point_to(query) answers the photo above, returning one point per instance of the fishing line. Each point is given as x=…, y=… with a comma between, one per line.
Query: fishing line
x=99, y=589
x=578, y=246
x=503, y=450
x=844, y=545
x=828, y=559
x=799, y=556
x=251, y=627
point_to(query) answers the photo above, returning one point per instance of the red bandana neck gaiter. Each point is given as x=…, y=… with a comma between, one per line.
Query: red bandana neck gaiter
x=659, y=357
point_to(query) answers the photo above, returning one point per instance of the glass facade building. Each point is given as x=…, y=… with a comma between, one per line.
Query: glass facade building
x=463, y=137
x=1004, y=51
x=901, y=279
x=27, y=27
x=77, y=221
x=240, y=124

+===+

* _Brief_
Write out all of the records word for word.

* _Written answer_
point_to(query) answers the photo above, returning one point per instance of the fishing line. Each point is given as x=…, y=… with a comma between, one per line.
Query: fishing line
x=99, y=589
x=578, y=246
x=503, y=450
x=844, y=545
x=828, y=559
x=799, y=556
x=251, y=627
point_to(query) answers the photo above, returning one point per instance of the red bandana neck gaiter. Each point is given as x=…, y=… with a comma between, one per line.
Query: red bandana neck gaiter
x=659, y=357
point_to(query) answers the photo above, returning one point per instance of the glass facade building. Each point is given as x=…, y=… with a comma between, one per line.
Query: glass facade building
x=463, y=137
x=1004, y=51
x=901, y=279
x=27, y=27
x=77, y=221
x=240, y=124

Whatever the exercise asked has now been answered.